(Photo object pointing items)
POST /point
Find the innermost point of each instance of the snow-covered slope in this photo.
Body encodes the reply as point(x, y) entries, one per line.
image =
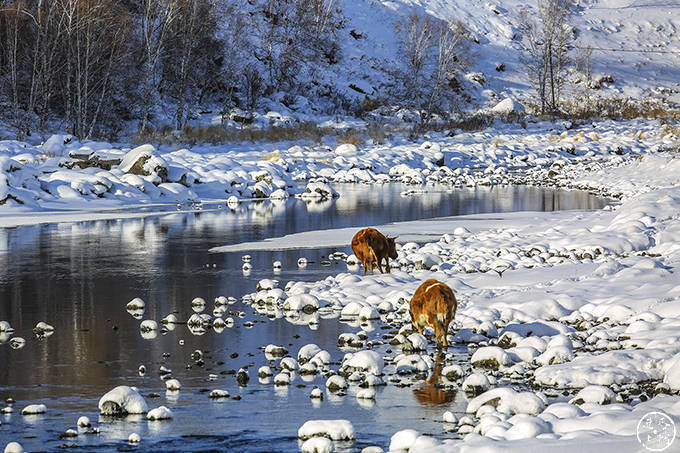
point(634, 41)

The problem: Write out every line of the items above word for word, omitting the pictures.

Complete output:
POST /point
Find the innermost point of each instance of the snow-covered slope in this photo.
Body encodes the reply as point(x, y) entries, one per line.
image =
point(634, 41)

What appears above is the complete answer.